### Saved data entries

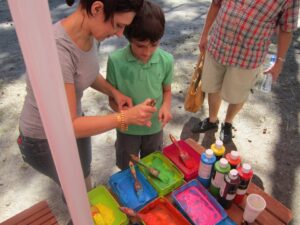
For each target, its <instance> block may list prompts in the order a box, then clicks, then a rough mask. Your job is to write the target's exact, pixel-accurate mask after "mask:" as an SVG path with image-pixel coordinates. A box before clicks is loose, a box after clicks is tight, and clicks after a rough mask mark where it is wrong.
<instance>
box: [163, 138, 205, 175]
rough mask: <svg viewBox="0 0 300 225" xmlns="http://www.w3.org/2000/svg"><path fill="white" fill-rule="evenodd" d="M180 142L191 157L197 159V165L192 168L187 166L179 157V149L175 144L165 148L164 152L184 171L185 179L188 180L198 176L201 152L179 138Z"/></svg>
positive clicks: (183, 173)
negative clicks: (200, 154) (191, 146)
mask: <svg viewBox="0 0 300 225" xmlns="http://www.w3.org/2000/svg"><path fill="white" fill-rule="evenodd" d="M178 144H179V146H180V147H181V148H182V149H183V150H184V151H186V152H187V153H188V154H189V155H190V157H192V158H194V159H195V161H196V165H197V166H195V167H193V168H191V169H189V168H187V167H185V165H184V164H183V162H182V161H181V159H180V158H179V151H178V149H177V148H176V146H175V145H174V144H171V145H168V146H166V147H165V148H164V149H163V154H164V155H165V156H166V157H168V158H169V159H170V160H171V161H172V162H173V163H174V164H175V165H176V166H177V167H178V169H179V170H180V171H181V172H182V173H183V175H184V179H185V180H186V181H190V180H192V179H195V178H197V176H198V169H199V163H200V154H198V153H197V152H196V151H195V150H194V149H193V148H192V147H191V146H190V145H188V144H187V143H186V142H185V141H183V140H179V141H178Z"/></svg>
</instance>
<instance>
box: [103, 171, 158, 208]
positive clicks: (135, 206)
mask: <svg viewBox="0 0 300 225" xmlns="http://www.w3.org/2000/svg"><path fill="white" fill-rule="evenodd" d="M135 169H136V175H137V178H138V180H139V182H140V183H141V185H142V187H143V190H142V192H141V194H140V196H138V195H137V193H136V191H135V189H134V178H133V176H132V174H131V173H130V169H126V170H123V171H120V172H117V173H115V174H113V175H112V176H111V177H110V178H109V181H108V183H109V185H110V187H111V189H112V191H113V192H114V194H115V195H116V196H117V198H118V199H119V202H120V203H121V205H123V206H126V207H128V208H132V209H134V210H135V211H137V210H139V209H141V208H142V207H143V206H144V205H146V204H147V203H149V202H150V201H152V200H153V199H154V198H156V197H157V195H158V194H157V191H156V190H155V189H154V188H153V187H152V186H151V184H150V183H149V182H148V181H147V179H146V178H145V177H144V175H143V174H142V173H141V172H140V171H139V169H138V168H137V167H135Z"/></svg>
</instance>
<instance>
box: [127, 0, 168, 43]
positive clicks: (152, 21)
mask: <svg viewBox="0 0 300 225" xmlns="http://www.w3.org/2000/svg"><path fill="white" fill-rule="evenodd" d="M164 30H165V15H164V12H163V11H162V9H161V8H160V6H159V5H157V4H155V3H152V2H150V1H147V0H146V1H145V2H144V5H143V7H142V8H141V10H140V11H139V12H138V13H137V14H136V16H135V18H134V20H133V21H132V23H131V24H130V25H128V26H127V27H126V28H125V31H124V35H125V37H126V38H127V39H128V40H129V41H131V40H132V39H133V38H134V39H137V40H139V41H145V40H150V41H151V42H152V43H154V42H156V41H158V40H159V39H161V38H162V36H163V34H164Z"/></svg>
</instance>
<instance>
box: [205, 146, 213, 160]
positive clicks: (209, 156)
mask: <svg viewBox="0 0 300 225" xmlns="http://www.w3.org/2000/svg"><path fill="white" fill-rule="evenodd" d="M205 155H206V157H207V158H209V159H210V158H211V157H213V155H214V152H213V150H211V149H210V148H209V149H206V151H205Z"/></svg>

### TASK DESCRIPTION
Transcribe every line of the records exactly. Pictures do not belong in the copy.

### PROBLEM SOLUTION
For each target, its <instance> block may list prompts in the order a box, then clicks, then a rough mask. Your job is to write the target's exact, pixel-accurate mask after "mask:" as an SVG path with image-pixel coordinates. A box before clicks is loose, a box after clicks is tight, and clicks after a rough mask mark where it is wrong.
<instance>
box: [163, 138, 205, 175]
rough mask: <svg viewBox="0 0 300 225" xmlns="http://www.w3.org/2000/svg"><path fill="white" fill-rule="evenodd" d="M180 142L191 157L197 159V165L192 168L187 166L179 157V149L175 144L165 148L164 152L184 171L185 179L188 180L198 176L201 152L179 138Z"/></svg>
positive clicks: (183, 173)
negative clicks: (200, 154) (191, 146)
mask: <svg viewBox="0 0 300 225" xmlns="http://www.w3.org/2000/svg"><path fill="white" fill-rule="evenodd" d="M178 144H179V146H180V147H181V148H182V149H183V150H184V151H186V152H187V153H188V154H189V155H190V157H192V158H194V159H195V161H196V165H197V166H195V167H193V168H191V169H189V168H187V167H185V165H184V164H183V162H182V161H181V159H180V158H179V151H178V149H177V148H176V146H175V145H174V144H171V145H168V146H166V147H165V148H164V149H163V154H164V155H165V156H166V157H168V158H169V159H170V160H171V161H172V162H173V163H174V164H175V165H176V166H177V167H178V169H179V170H180V171H181V172H182V173H183V175H184V179H185V180H186V181H190V180H192V179H195V178H197V176H198V169H199V163H200V154H198V153H197V152H196V151H195V150H194V149H193V148H192V147H191V146H190V145H188V144H187V143H186V142H185V141H183V140H179V141H178Z"/></svg>
</instance>
<instance>
box: [103, 171, 158, 208]
positive clicks: (135, 206)
mask: <svg viewBox="0 0 300 225" xmlns="http://www.w3.org/2000/svg"><path fill="white" fill-rule="evenodd" d="M135 169H136V175H137V178H138V180H139V182H140V183H141V185H142V187H143V190H142V192H141V194H140V196H138V195H137V193H136V191H135V189H134V178H133V176H132V174H131V173H130V169H126V170H123V171H120V172H117V173H115V174H113V175H112V176H111V177H110V178H109V181H108V183H109V185H110V187H111V189H112V191H113V192H114V194H115V195H116V196H117V198H118V199H119V202H120V203H121V205H123V206H126V207H128V208H132V209H134V210H135V211H137V210H139V209H141V208H142V207H143V206H144V205H146V204H147V203H149V202H150V201H152V200H153V199H154V198H156V197H157V195H158V194H157V191H156V190H155V189H154V188H153V187H152V186H151V184H150V183H149V182H148V181H147V179H146V178H145V177H144V175H143V174H142V173H141V172H140V171H139V169H138V168H137V167H135Z"/></svg>
</instance>
<instance>
box: [127, 0, 168, 43]
positive clicks: (152, 21)
mask: <svg viewBox="0 0 300 225" xmlns="http://www.w3.org/2000/svg"><path fill="white" fill-rule="evenodd" d="M164 30H165V15H164V12H163V11H162V9H161V8H160V6H159V5H157V4H155V3H152V2H150V1H147V0H146V1H145V2H144V5H143V7H142V8H141V10H140V11H139V12H138V13H137V14H136V16H135V18H134V20H133V21H132V23H131V24H130V25H128V26H127V27H126V28H125V31H124V35H125V37H126V38H127V39H128V40H129V41H131V40H132V39H133V38H134V39H137V40H139V41H145V40H150V41H151V42H152V43H154V42H156V41H158V40H159V39H161V38H162V36H163V34H164Z"/></svg>
</instance>
<instance>
box: [205, 146, 213, 160]
positive clicks: (209, 156)
mask: <svg viewBox="0 0 300 225" xmlns="http://www.w3.org/2000/svg"><path fill="white" fill-rule="evenodd" d="M205 155H206V157H207V158H209V159H210V158H211V157H213V155H214V152H213V150H211V149H210V148H209V149H206V151H205Z"/></svg>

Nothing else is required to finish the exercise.